— Begin DATASET EXTRACT —

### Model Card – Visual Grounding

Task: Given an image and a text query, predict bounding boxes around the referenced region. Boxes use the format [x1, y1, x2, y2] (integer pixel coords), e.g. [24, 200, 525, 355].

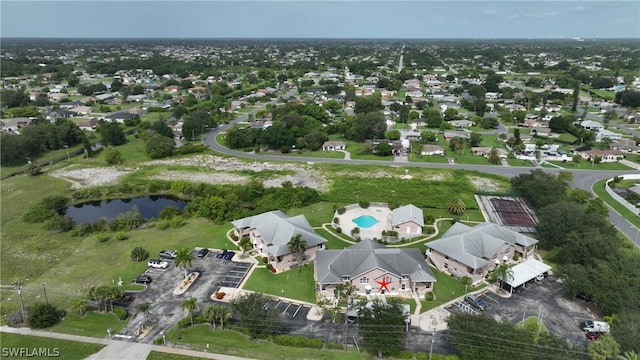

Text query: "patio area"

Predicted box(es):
[334, 203, 391, 239]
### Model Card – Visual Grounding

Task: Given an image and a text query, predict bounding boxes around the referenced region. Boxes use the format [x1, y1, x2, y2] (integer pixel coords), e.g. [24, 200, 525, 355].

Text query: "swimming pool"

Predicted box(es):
[351, 215, 379, 229]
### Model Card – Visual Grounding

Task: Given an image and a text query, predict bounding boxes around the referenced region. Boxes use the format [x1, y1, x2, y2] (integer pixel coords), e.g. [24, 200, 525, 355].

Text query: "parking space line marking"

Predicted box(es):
[482, 294, 500, 304]
[282, 303, 291, 315]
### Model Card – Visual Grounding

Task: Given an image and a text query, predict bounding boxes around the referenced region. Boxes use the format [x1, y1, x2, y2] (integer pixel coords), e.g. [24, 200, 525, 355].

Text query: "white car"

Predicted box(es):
[147, 259, 169, 269]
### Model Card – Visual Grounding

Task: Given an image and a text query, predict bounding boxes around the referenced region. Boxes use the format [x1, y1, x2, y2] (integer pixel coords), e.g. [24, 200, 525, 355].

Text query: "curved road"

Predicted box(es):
[203, 89, 640, 247]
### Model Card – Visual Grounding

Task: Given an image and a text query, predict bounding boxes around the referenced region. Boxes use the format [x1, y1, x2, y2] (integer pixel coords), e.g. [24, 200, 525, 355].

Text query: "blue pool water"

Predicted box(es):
[351, 215, 379, 229]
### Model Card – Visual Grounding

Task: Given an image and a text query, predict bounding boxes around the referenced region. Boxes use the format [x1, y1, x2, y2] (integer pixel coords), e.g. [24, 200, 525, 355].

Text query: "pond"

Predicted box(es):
[60, 195, 187, 225]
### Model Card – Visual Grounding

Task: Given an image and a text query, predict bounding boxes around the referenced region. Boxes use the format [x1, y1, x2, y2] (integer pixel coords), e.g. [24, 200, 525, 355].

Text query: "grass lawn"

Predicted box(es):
[49, 311, 133, 338]
[0, 333, 104, 360]
[0, 167, 234, 313]
[287, 201, 335, 226]
[235, 106, 255, 114]
[516, 316, 549, 333]
[162, 324, 373, 360]
[421, 268, 484, 312]
[244, 264, 316, 303]
[558, 132, 578, 144]
[593, 179, 640, 228]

— End DATASET EXTRACT —

* **WHAT IS ASKED**
Format the lines above as a JSON list of strings, one string per line, skipping blank lines and leaving out the pictures.

* **RESPONSE BELOW**
[
  "### Model Card – Visual Grounding",
  "Task: Given an image and a text query, predict bounding boxes around the referenced region. Boxes use the format [x1, y1, x2, y2] (integer pixel coords), e.g. [24, 200, 525, 355].",
  "Text query: \"patio area\"",
  "Predicted box(es):",
  "[334, 203, 391, 239]",
  "### Model Card – Visual Grounding",
  "Task: Given an image and a text query, predict bounding boxes around the referenced region. Boxes use the format [x1, y1, x2, y2] (integer pixel coords), e.g. [24, 200, 525, 355].",
  "Text query: \"swimming pool\"",
  "Predicted box(es):",
  "[351, 215, 379, 229]",
  "### Model Card – Visual Grounding",
  "Task: Given an image and a text query, predict bounding boxes around the referenced region. Boxes use the format [x1, y1, x2, y2] (integer pixel coords), e.g. [24, 200, 525, 355].",
  "Text query: \"parking space line marking\"",
  "Predicted box(es):",
  "[482, 294, 500, 304]",
  "[282, 303, 291, 315]",
  "### Model Card – Visual Grounding",
  "Task: Given an image and a text query, predict bounding boxes around the referenced region. Boxes use the format [x1, y1, x2, y2] (integer pixel coords), e.g. [24, 200, 525, 355].",
  "Text query: \"white car\"",
  "Predicted box(es):",
  "[147, 259, 169, 269]",
  "### Model Card – Visual Grounding",
  "Task: Given an image and a text query, predict bounding boxes around the referenced region. Boxes use the format [x1, y1, x2, y2] (integer pixel coords), e.g. [24, 200, 525, 355].",
  "Text query: \"curved road\"",
  "Predicted box(es):",
  "[203, 89, 640, 247]",
  "### Model Card – Visual Grounding",
  "Task: Given an image and a text query, predict bounding boxes around the referenced region. Boxes use the format [x1, y1, x2, y2] (integer pixel coords), e.g. [24, 200, 525, 355].",
  "Text query: \"blue pool water\"",
  "Predicted box(es):",
  "[351, 215, 379, 229]",
  "### Model Card – Visual Grounding",
  "Task: Given an image and a text query, predict bounding boxes around the referenced region. Boxes use the format [x1, y1, x2, y2] (integer pixel coords), e.g. [24, 200, 525, 355].",
  "Text query: \"pond\"",
  "Predicted box(es):",
  "[60, 195, 187, 225]",
  "### Model Card – Visual Grounding",
  "Task: Given an image and a text query, predict bounding boxes around the referenced region. Boxes use the format [x1, y1, x2, y2] (integer pixel coords), e.g. [24, 200, 525, 355].",
  "Text query: \"grass lawn\"",
  "Predicted box(es):",
  "[49, 311, 133, 338]",
  "[0, 333, 104, 360]",
  "[0, 167, 234, 313]",
  "[287, 201, 335, 226]",
  "[235, 106, 255, 114]",
  "[516, 316, 549, 333]",
  "[162, 324, 373, 360]",
  "[421, 268, 484, 312]",
  "[244, 264, 316, 303]",
  "[558, 132, 578, 144]",
  "[593, 179, 640, 228]"
]